START
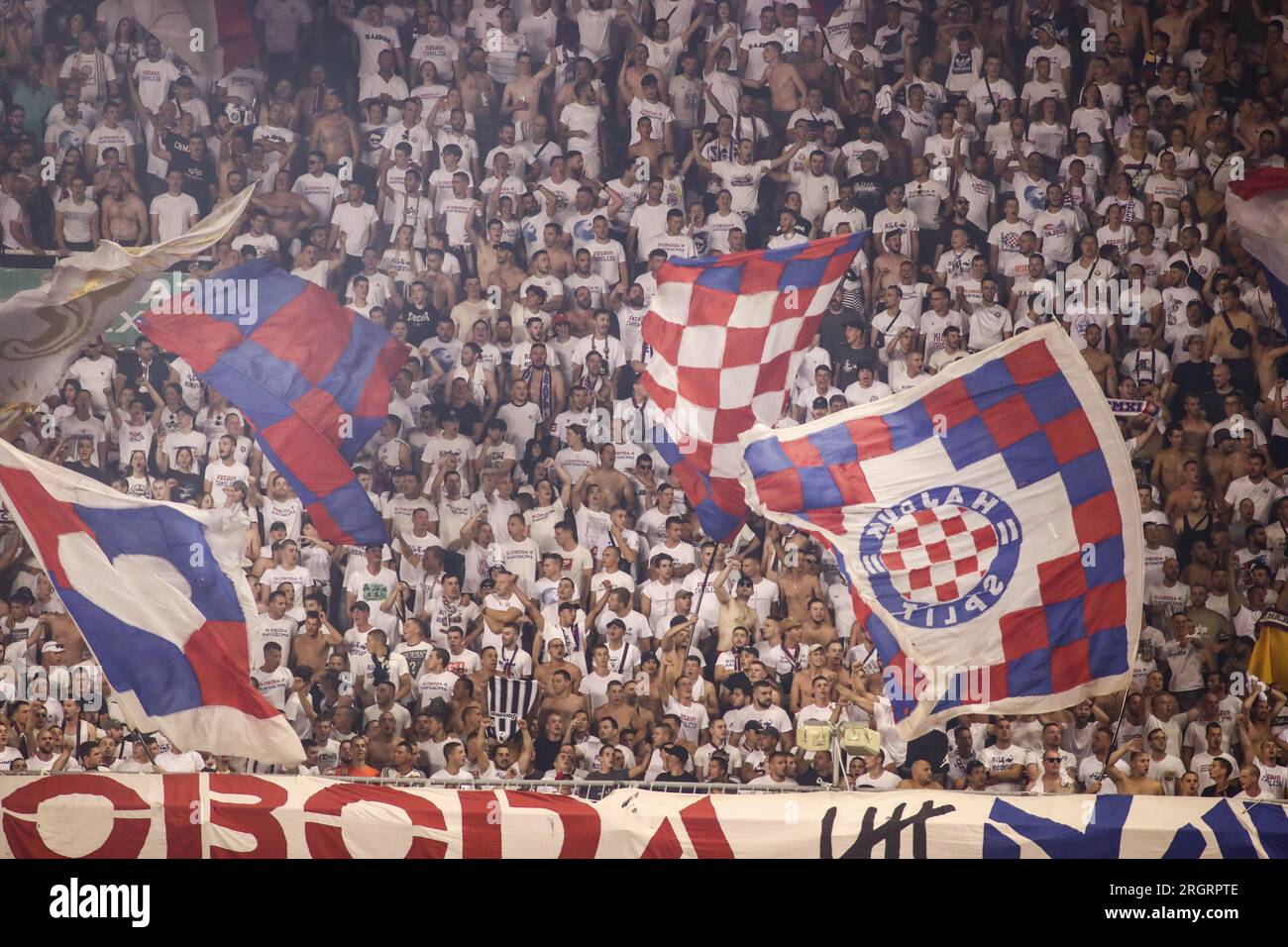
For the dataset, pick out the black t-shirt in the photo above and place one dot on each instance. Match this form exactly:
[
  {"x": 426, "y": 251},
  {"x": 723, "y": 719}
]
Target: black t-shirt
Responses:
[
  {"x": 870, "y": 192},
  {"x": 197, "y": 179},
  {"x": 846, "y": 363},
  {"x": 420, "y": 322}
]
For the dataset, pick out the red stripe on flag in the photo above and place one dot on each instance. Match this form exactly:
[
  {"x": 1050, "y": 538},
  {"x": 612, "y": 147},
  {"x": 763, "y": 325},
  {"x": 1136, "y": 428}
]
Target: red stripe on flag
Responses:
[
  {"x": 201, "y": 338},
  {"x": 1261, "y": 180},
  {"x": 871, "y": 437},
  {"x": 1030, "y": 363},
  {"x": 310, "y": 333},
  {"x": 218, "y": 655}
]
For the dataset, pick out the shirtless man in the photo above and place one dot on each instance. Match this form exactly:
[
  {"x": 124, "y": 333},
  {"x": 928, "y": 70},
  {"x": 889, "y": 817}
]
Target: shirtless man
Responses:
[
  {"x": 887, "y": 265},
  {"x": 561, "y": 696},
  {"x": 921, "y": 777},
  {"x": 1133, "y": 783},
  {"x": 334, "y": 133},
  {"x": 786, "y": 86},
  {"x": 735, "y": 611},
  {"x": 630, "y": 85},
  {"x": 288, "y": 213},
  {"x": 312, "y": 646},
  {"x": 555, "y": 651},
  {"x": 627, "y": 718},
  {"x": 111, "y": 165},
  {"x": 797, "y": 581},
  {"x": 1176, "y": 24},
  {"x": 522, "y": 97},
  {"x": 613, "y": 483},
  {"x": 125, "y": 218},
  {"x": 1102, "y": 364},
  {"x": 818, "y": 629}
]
END
START
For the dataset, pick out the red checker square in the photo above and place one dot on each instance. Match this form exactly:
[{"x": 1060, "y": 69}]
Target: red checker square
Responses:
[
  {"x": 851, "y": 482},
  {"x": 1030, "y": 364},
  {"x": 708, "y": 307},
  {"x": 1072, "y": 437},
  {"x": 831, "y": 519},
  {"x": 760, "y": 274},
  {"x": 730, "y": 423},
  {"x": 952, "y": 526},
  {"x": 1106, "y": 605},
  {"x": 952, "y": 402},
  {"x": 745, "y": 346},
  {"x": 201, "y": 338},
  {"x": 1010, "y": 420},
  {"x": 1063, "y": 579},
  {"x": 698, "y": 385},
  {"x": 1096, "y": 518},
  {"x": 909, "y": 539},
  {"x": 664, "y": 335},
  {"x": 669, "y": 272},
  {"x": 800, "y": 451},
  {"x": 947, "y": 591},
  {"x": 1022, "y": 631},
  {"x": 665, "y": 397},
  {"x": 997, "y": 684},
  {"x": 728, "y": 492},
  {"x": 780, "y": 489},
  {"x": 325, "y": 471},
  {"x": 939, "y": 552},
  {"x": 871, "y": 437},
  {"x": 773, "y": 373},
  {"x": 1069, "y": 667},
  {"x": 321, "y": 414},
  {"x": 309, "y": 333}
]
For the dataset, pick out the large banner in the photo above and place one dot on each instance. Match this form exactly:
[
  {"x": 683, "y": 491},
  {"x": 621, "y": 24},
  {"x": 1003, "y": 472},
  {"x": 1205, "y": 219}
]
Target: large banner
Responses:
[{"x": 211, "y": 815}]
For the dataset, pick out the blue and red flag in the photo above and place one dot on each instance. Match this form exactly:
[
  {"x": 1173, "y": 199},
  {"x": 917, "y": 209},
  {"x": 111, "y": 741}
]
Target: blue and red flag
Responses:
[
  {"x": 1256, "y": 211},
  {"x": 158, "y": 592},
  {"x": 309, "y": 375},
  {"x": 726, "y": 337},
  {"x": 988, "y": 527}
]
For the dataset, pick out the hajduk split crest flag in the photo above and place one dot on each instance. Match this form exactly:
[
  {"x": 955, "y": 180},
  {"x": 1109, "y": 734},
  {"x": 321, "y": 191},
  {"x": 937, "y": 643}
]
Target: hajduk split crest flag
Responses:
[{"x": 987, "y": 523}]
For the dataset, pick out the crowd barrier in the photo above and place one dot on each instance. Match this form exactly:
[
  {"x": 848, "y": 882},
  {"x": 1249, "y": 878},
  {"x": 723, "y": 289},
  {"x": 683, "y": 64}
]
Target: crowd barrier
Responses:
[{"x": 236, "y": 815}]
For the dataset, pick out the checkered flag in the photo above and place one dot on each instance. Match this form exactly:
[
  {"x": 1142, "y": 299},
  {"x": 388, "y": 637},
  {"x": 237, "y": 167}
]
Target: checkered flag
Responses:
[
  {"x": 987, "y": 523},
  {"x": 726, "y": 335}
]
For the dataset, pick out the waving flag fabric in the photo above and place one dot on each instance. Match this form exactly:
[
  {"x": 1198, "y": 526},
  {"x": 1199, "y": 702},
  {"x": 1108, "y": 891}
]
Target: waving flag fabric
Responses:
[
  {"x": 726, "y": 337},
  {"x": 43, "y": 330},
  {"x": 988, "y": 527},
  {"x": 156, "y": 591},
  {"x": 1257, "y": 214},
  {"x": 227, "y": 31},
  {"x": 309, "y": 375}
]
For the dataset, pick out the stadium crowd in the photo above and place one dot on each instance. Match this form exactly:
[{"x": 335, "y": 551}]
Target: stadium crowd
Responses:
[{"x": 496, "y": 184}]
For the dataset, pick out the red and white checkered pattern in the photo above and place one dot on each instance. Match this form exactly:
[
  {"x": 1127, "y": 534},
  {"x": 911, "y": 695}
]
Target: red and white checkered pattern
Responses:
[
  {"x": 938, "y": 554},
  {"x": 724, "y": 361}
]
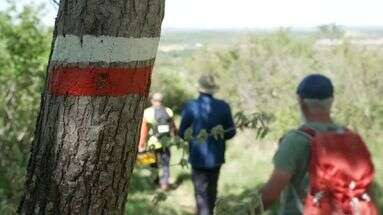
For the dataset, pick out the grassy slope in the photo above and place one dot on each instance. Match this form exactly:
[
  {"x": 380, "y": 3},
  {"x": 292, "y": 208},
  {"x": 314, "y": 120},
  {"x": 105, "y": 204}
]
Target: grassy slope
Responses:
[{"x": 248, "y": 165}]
END
◆ **Aim**
Locate each line in the records above that contains the string "grassy", matching case exactly, and copy those lines.

◆ **Right answer**
For the dataset, pick out the grassy slope in the photo above and place one dot on each instance. Match this form exactly:
Target: grassy slope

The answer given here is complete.